● **Task instructions**:
List each line of the data below that contains the string "tower". Matching is case-sensitive.

━━━━━ Material

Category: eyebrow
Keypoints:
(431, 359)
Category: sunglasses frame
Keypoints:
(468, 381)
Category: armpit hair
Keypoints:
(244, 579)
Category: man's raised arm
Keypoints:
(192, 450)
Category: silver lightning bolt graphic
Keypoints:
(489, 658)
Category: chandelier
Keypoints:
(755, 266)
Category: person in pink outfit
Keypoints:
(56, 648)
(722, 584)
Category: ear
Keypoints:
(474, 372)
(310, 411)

━━━━━━━━━━
━━━━━ Material

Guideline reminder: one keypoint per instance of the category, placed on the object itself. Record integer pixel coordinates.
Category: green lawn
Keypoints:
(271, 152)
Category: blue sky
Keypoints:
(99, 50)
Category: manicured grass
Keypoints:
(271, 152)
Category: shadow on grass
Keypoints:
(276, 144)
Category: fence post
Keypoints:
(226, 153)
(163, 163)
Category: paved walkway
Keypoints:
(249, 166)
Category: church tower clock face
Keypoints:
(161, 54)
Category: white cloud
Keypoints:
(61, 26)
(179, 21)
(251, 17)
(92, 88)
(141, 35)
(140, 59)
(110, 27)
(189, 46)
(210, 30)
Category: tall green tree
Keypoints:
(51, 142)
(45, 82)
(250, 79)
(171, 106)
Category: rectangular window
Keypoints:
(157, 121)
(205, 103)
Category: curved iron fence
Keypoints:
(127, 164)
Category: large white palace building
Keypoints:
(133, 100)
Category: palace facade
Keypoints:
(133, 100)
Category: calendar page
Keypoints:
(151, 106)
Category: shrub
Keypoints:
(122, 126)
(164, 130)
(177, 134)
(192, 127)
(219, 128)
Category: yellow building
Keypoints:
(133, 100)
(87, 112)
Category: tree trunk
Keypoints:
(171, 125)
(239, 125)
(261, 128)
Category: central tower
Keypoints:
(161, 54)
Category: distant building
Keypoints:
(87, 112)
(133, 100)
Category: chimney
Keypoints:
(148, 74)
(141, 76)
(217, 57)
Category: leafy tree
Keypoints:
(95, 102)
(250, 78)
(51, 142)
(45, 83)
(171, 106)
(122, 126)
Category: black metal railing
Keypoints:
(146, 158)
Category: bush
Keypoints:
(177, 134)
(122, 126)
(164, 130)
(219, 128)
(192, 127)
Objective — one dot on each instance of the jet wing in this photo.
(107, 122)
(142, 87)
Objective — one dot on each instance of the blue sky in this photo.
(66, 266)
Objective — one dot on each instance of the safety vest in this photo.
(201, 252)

━━━━━━━━━━

● **Problem solution**:
Category: church tower clock face
Category: central tower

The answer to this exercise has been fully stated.